▶ _Document text_
Democratic senators continue to press their Republican counterparts to hold confirmation hearings and vote on President Barack Obama’s nominee to the Supreme Court, Judge Merrick Garland, to fill the seat left vacant by the death of arch-conservative Justice Antonin Scalia.
“It’s the president’s duty, obligation and job [to nominate]," said Senator Al Franken after meeting Wednesday with Garland at his Capitol Hill offices. "Our job is to advise and give our consent, or not give our consent. And we should be doing that. We should be doing our job.”
Garland, the chief judge of the federal appellate court in the nation’s capital, also met with Democrat Kirsten Gillibrand.
"He is someone who is highly qualified. And I think it is the obligation of the Senate to not only have a hearing, but to vote on his nomination,” Gillibrand said.
The meetings came one day after Senator Mark Kirk became the first Republican to meet with Garland. Kirk bucked Senate Majority Leader Mitch McConnell and other top Republicans by calling for full consideration of the nomination. Most Republicans are unswayed.
"Democrats have no credibility in lecturing Republicans on how to conduct the current confirmation process,” wrote Republican Senator Orrin Hatch this week in an opinion piece for The New York Times. “Liberal pressure tactics belie any commitment to keeping politics out of the confirmation process.”

▶ _Things to do_
1. Answer these from the Garland nomination article:
(a) Which court does Garland lead as chief judge?
(b) Which senator was the first Republican to meet with Garland?
(c) Where did Orrin Hatch publish his opinion piece?
2. Please retype everything from "Democratic senators continue" down to "Justice Antonin Scalia." in the Garland nomination article.

▶ _Record set_
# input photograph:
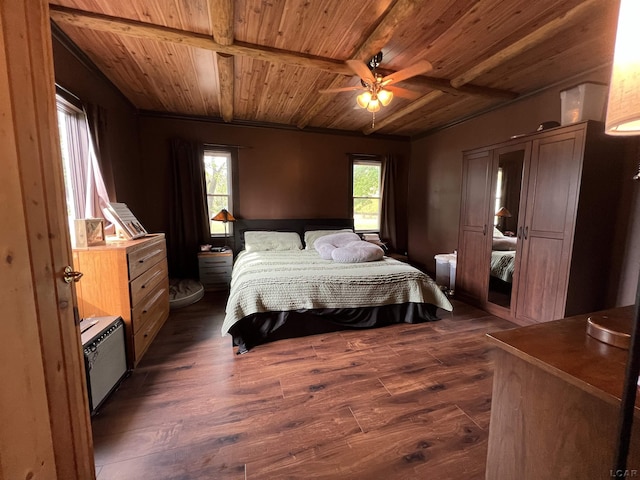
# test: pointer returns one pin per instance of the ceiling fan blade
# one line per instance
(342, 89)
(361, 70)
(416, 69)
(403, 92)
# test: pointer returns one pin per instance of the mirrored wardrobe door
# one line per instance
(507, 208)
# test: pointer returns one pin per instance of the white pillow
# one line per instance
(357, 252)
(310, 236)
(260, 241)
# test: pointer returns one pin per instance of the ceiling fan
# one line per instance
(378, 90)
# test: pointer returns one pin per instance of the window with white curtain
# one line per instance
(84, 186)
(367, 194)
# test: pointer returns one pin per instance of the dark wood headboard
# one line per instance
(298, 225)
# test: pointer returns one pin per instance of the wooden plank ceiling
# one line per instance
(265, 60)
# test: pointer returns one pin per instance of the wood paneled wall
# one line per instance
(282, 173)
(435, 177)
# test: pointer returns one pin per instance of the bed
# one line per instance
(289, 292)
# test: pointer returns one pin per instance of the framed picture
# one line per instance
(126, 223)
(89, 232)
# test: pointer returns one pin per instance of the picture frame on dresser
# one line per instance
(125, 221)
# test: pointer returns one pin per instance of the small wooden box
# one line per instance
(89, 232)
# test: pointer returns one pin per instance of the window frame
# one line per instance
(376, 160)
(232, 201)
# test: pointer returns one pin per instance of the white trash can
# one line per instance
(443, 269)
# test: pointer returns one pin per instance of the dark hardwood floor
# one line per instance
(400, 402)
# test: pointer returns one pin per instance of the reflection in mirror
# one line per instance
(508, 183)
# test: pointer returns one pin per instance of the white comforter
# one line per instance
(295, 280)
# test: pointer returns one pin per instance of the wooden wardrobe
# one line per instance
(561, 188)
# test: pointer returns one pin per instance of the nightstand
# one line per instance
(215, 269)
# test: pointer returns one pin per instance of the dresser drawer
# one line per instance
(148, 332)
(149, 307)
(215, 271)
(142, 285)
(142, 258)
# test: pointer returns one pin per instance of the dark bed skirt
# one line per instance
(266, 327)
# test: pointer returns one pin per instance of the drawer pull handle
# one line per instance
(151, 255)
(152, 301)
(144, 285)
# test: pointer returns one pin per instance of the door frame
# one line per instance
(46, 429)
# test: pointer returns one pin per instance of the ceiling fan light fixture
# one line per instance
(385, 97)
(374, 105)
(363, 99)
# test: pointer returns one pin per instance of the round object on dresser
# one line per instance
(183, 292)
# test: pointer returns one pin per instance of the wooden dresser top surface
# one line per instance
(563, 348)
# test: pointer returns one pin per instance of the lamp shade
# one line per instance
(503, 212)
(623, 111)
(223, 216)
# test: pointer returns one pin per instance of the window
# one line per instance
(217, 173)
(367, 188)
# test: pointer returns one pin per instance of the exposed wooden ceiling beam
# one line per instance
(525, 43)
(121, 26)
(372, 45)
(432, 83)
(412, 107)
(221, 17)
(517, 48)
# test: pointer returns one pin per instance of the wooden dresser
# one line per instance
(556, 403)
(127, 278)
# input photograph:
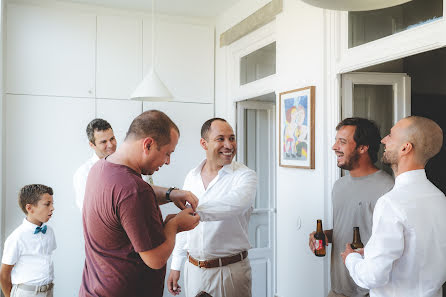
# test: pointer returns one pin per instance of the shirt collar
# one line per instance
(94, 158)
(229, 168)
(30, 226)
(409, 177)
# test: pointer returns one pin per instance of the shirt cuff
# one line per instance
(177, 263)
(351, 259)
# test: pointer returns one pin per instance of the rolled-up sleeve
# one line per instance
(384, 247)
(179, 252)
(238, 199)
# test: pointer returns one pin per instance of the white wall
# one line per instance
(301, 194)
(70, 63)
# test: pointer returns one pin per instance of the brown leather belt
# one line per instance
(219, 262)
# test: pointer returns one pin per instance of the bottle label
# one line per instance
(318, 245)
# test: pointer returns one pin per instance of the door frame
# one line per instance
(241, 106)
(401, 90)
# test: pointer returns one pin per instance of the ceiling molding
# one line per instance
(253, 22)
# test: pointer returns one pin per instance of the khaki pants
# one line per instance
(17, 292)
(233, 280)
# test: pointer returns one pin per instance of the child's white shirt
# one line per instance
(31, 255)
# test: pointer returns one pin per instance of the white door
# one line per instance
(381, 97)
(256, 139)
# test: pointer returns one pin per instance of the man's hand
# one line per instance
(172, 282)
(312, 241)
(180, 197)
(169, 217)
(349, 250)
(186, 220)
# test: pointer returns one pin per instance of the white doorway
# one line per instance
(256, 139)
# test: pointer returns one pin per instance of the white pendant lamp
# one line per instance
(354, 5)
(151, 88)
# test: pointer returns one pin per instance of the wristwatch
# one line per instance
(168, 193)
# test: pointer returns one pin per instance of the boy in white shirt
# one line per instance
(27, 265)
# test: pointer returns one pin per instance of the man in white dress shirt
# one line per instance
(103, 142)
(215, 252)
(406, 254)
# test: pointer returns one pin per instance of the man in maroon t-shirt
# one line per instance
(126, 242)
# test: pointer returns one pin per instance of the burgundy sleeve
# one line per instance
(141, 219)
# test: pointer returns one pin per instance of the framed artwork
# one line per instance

▶ _Responses to the tasks_
1.
(a) The federal appellate court in the nation's capital
(b) Senator Mark Kirk
(c) The New York Times

2.
Democratic senators continue to press their Republican counterparts to hold confirmation hearings and vote on President Barack Obama’s nominee to the Supreme Court, Judge Merrick Garland, to fill the seat left vacant by the death of arch-conservative Justice Antonin Scalia.